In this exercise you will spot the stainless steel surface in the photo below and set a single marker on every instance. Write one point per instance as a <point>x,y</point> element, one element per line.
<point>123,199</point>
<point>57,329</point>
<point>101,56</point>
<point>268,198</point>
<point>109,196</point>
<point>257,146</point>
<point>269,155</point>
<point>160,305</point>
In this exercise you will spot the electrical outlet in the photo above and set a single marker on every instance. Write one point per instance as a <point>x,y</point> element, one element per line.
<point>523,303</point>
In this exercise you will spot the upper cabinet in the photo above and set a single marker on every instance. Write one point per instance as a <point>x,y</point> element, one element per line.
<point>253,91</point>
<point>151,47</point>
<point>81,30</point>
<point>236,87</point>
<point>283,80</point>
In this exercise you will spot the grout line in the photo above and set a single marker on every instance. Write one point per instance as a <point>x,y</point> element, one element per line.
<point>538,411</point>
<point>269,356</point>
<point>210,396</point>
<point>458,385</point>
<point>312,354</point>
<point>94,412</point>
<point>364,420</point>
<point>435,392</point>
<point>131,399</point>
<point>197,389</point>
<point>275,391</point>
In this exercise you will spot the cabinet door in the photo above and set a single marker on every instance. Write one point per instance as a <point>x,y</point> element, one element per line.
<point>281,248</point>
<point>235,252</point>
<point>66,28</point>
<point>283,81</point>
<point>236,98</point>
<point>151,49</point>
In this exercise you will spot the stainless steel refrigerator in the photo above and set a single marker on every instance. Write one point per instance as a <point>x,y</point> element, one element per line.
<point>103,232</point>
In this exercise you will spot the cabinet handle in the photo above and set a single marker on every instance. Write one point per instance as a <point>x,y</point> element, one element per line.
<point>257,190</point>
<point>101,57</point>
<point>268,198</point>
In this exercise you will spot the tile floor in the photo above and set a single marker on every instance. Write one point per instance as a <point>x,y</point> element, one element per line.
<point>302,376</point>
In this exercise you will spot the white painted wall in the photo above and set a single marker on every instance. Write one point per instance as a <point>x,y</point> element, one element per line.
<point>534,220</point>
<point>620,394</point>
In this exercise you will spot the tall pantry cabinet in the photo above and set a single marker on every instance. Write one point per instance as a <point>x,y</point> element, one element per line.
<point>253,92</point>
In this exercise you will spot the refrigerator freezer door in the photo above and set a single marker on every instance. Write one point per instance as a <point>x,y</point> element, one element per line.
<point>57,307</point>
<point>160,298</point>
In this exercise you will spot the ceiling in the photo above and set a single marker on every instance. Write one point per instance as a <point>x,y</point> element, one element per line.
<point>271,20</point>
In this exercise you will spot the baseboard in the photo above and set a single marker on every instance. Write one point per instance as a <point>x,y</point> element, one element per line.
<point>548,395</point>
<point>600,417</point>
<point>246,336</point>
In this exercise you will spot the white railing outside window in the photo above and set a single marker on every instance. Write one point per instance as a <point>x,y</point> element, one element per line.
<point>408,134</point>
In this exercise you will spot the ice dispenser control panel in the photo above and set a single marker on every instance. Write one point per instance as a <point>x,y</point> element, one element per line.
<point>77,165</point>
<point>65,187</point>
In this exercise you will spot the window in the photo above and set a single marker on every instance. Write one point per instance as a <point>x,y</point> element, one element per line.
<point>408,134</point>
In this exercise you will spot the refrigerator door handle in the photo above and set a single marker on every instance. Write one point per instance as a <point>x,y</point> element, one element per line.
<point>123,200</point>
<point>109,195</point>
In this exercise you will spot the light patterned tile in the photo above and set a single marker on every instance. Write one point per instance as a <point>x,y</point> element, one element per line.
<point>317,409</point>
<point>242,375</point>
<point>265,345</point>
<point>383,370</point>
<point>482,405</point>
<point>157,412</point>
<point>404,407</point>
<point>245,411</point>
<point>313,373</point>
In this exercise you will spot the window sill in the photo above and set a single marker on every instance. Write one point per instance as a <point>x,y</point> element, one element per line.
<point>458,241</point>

**Required action**
Each of the entries must be set down exactly, none omitted.

**Result**
In this exercise you will spot the stainless steel surface in the photo below and set a single marker on every instance. Write one point per instance as a <point>x,y</point> element, one element per line.
<point>123,199</point>
<point>57,329</point>
<point>101,56</point>
<point>268,198</point>
<point>109,196</point>
<point>257,146</point>
<point>269,155</point>
<point>160,305</point>
In this exercise you will spot the electrical outlet in the photo above and set a single marker on every instance. Write one point per instance as a <point>x,y</point> element, one element per line.
<point>523,303</point>
In this exercise you will spot the upper cabinet in the photo above and set a single marker on every instance. Write one point per instance as a <point>x,y</point> element, one element per line.
<point>253,91</point>
<point>151,47</point>
<point>81,30</point>
<point>236,87</point>
<point>283,80</point>
In this exercise you will spot the grout line in the photo above and set a single marker on every instance. Write one point per instance as a <point>x,y</point> element, one element per line.
<point>538,411</point>
<point>269,356</point>
<point>210,396</point>
<point>458,385</point>
<point>312,354</point>
<point>94,412</point>
<point>364,420</point>
<point>435,392</point>
<point>131,399</point>
<point>197,389</point>
<point>275,391</point>
In this exercise you will spot the cabinet door in the photo above and set a single marker on every instance. Write one point per instance as a <point>x,y</point> element, one element per line.
<point>281,248</point>
<point>235,252</point>
<point>66,28</point>
<point>283,81</point>
<point>236,98</point>
<point>151,49</point>
In this exercise you will spot the stainless steel refrigerator in the photo above and set a single marker on every instance. Write one point per instance as a <point>x,y</point> element, one element per line.
<point>103,232</point>
In this exercise you will spot the cabinet handle in the photo above and set a single marker on every instance. Write one point per instance as a <point>x,y</point> element, one element per line.
<point>257,190</point>
<point>101,57</point>
<point>268,198</point>
In this exercise you will spot the tile floor in the photo above and set a single marker on every instance. Write one point per instance as a <point>x,y</point> element, one element per line.
<point>302,376</point>
In this exercise you will spot the white painted wall in the photo above and set a single marker on every instance. Write one point per instance as a <point>x,y</point> element, one element per line.
<point>534,220</point>
<point>620,394</point>
In this exercise you will spot the tall pantry cabinet in the photo above and set a single marker on every instance. Write one point per instance as a <point>x,y</point> element, one element per line.
<point>253,92</point>
In this exercise you will spot the refrigerator freezer door in the photo above and set a single marker on every instance. Write one point per instance as a <point>x,y</point> element, one element per line.
<point>57,307</point>
<point>160,298</point>
In this exercise you will spot the ceiling in the photo above and set a single marker on every instance. Write one point per instance as a <point>x,y</point> element, one element per line.
<point>271,20</point>
In this exercise you will spot the baseboard in the photo above and set a single marker on every instance. Write one point per instance as a <point>x,y</point> element, one element per line.
<point>548,395</point>
<point>600,417</point>
<point>246,336</point>
In this exercise you will spot the white railing outside window in the photo above and set a single marker on every instance. Write one point per instance as a <point>x,y</point> element, one element per line.
<point>408,134</point>
In this exercise you will spot the ice dispenser control panel in the photo above and set a single marker on every instance. Write one point per instance as a <point>x,y</point> element, one element per line.
<point>77,165</point>
<point>65,187</point>
In this exercise you will spot the window in the photo above and set a single marker on every instance. Write one point per instance as a <point>x,y</point> element, one element per line.
<point>408,134</point>
In this exercise you will spot the refrigerator door handle in the photo above and set a single marker on every instance. Write one point per instance as a <point>x,y</point> element, one element per line.
<point>123,200</point>
<point>109,195</point>
In this exercise you will spot the light patterned tile in the photo above and set a single marker on every instance. Write one point per instance as a <point>x,y</point> element, one element per line.
<point>317,409</point>
<point>242,375</point>
<point>265,345</point>
<point>383,370</point>
<point>482,405</point>
<point>157,412</point>
<point>404,407</point>
<point>245,411</point>
<point>313,373</point>
In this exercise you will spot the window sill in the photo above and set a single marker on every instance. Write one point per instance as a <point>x,y</point> element, one element per line.
<point>458,241</point>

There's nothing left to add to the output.